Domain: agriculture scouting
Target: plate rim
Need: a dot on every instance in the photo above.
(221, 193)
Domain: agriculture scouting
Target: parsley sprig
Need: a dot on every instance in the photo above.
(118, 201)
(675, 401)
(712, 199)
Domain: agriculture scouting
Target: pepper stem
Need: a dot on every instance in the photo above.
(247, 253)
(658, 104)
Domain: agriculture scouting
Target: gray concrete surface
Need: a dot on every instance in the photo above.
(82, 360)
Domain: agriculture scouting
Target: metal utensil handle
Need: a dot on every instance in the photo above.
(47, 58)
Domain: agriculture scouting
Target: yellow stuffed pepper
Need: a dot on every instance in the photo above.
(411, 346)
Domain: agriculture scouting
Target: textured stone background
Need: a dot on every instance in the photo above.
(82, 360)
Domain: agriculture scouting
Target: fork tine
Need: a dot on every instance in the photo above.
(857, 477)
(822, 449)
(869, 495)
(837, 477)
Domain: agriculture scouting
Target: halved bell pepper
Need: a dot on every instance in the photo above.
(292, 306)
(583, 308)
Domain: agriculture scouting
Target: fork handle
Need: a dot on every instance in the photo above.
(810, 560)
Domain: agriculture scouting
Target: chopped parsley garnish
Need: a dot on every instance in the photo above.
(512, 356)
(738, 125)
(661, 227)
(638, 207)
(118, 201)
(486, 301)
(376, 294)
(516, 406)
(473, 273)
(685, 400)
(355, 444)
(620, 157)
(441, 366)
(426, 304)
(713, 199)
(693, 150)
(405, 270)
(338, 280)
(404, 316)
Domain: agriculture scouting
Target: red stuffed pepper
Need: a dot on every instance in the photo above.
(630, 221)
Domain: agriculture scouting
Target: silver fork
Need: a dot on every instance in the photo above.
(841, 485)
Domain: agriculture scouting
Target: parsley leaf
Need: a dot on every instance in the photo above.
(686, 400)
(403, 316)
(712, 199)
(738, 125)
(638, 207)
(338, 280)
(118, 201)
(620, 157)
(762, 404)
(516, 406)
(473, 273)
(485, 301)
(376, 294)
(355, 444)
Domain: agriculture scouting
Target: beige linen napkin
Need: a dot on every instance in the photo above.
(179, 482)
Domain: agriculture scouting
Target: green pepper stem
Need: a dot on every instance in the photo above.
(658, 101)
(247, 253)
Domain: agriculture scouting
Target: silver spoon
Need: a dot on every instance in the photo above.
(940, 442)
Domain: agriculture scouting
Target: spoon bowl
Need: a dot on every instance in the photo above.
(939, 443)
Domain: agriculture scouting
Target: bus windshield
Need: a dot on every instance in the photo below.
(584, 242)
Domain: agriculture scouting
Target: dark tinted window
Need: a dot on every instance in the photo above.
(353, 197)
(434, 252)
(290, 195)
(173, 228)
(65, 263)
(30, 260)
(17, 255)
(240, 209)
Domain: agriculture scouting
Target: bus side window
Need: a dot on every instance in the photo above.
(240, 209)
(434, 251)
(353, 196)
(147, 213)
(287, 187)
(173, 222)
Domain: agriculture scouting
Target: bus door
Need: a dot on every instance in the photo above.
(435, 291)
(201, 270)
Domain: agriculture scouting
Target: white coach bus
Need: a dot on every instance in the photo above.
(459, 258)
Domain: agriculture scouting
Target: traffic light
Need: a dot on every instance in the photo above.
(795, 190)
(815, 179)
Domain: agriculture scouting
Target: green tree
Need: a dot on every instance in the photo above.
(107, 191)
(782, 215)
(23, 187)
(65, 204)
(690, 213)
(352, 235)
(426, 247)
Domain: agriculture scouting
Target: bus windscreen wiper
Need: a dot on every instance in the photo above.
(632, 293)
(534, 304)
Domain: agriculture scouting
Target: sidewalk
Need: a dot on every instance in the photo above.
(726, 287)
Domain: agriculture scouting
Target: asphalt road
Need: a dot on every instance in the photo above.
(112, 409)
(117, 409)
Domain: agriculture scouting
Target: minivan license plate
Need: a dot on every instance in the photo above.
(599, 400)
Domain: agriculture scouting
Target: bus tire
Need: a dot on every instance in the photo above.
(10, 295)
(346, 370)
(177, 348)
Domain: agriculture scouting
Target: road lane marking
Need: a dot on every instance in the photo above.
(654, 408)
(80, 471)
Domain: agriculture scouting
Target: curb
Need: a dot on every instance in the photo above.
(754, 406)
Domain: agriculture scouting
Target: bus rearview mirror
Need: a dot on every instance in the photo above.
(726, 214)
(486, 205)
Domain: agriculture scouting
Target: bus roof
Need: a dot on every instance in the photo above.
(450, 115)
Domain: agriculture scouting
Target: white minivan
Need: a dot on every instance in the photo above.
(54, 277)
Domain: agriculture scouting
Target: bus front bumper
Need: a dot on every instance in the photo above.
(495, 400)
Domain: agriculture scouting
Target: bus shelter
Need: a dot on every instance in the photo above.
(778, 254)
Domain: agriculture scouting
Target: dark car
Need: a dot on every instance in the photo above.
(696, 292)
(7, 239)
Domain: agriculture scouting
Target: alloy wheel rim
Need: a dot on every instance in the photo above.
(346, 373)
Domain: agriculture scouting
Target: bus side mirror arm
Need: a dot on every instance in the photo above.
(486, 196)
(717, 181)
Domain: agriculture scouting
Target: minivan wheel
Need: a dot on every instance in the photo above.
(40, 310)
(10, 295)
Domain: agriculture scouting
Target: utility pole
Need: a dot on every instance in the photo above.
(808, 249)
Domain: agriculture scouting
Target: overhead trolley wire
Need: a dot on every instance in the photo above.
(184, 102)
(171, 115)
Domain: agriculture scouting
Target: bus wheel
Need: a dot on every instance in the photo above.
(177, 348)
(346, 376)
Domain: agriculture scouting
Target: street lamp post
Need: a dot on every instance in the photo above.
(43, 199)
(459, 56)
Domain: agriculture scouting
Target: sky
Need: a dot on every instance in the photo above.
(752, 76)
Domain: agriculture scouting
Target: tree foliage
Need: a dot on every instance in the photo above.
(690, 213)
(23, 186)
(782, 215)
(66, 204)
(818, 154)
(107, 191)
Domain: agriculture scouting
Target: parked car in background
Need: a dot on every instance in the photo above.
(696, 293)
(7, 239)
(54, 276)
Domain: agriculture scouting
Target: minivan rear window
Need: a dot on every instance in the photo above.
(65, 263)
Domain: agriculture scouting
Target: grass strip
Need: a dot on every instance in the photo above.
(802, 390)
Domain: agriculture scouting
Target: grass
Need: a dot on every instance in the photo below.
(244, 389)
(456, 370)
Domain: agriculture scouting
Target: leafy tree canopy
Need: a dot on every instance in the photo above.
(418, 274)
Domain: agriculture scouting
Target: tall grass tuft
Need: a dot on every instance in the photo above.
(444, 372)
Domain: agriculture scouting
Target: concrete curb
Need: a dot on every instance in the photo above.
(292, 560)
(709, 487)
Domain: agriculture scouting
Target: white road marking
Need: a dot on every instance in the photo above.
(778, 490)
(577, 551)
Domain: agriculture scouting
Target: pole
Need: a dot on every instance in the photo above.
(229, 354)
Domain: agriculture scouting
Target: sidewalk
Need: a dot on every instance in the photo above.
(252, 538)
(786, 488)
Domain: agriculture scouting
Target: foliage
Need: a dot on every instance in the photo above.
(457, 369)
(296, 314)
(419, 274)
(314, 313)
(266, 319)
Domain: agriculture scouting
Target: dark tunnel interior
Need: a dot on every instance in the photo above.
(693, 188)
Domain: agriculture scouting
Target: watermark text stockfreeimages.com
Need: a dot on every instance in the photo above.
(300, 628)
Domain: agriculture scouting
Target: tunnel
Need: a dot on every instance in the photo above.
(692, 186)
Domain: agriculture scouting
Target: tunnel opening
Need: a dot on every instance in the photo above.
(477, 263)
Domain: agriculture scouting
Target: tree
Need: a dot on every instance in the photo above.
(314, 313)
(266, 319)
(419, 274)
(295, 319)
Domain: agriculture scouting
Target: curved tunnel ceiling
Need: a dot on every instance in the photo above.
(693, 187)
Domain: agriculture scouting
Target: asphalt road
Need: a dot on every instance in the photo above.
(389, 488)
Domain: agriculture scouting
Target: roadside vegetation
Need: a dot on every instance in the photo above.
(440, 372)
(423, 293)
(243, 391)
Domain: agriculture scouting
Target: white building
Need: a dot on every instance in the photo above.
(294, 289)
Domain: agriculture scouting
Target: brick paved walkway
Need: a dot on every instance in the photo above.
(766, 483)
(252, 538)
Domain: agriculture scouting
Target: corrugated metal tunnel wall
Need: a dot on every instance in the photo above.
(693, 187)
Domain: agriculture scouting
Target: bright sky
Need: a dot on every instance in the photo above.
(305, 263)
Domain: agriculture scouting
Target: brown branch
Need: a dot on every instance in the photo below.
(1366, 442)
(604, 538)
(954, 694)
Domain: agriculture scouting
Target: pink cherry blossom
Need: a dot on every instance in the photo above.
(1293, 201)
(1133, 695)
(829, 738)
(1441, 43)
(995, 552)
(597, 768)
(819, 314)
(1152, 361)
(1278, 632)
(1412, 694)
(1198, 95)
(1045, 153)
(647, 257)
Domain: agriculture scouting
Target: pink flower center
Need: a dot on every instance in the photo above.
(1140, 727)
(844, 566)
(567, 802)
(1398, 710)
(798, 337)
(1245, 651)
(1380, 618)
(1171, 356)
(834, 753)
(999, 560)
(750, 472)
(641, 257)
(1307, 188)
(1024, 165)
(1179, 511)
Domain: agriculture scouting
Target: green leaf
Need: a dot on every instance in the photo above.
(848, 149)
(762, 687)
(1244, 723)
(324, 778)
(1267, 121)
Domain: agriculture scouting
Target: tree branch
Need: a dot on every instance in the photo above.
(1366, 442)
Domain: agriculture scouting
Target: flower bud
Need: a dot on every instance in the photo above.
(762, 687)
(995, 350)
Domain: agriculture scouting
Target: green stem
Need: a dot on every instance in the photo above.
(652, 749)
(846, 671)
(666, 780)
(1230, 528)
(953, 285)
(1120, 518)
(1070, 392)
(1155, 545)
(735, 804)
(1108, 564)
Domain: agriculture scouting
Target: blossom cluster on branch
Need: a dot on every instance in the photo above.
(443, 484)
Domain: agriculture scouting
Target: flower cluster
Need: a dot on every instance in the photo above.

PROBLEM TO WORK ON → Where the string "concrete" occurs in a line of the material above, copy the whole line.

EXERCISE RESPONSE →
Target: gray concrete surface
Target: concrete curb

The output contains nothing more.